▶ _EXERCISE BRIEF_: Output all records precisely as written.

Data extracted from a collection
-------------------------
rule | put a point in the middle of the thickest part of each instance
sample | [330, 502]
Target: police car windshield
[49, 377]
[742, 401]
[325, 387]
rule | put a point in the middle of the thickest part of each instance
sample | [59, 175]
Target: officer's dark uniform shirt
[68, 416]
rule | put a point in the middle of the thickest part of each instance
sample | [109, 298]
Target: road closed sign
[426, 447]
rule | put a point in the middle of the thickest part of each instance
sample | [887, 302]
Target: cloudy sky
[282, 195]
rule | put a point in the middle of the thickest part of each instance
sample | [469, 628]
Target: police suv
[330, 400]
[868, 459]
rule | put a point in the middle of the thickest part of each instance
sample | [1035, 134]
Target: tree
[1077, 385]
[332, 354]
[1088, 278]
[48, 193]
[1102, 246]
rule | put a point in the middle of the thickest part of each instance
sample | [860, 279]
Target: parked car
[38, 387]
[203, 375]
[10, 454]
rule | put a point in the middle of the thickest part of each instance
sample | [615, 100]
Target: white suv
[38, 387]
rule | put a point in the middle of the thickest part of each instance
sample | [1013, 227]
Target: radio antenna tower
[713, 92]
-------------------------
▶ _SOLUTION FOR THIS PROBLEM_:
rule | put a point in the middle of the thickest part of each instance
sample | [330, 502]
Target: police car windshield
[49, 377]
[742, 401]
[325, 387]
rule | put a point in the middle of the thickest part of each instance
sample | [59, 175]
Target: officer's dark uniform shirt
[68, 416]
rule | put a point in the middle of the thickest part of each instance
sample | [109, 298]
Target: road closed sign
[426, 447]
rule | put a point in the middle of the thickest part of each instance
sample | [887, 302]
Target: cloudy sky
[282, 195]
rule | put a point in the middle of the thickest part of each instance
sample | [469, 628]
Target: police suv
[330, 400]
[868, 459]
rule | put a point in the middle of the thickest part of each instance
sample | [1035, 134]
Target: tree
[1077, 385]
[332, 354]
[1088, 278]
[48, 193]
[1102, 246]
rule | put a point in the middle of the thickest part of each instance
sample | [860, 279]
Target: parked car
[38, 387]
[203, 375]
[10, 454]
rule | put a point in the middle of the thickest part of each instance
sample | [615, 100]
Target: white suv
[38, 387]
rule | put a point in the middle of the thickest part of each instance
sample | [1013, 227]
Target: radio antenna tower
[713, 92]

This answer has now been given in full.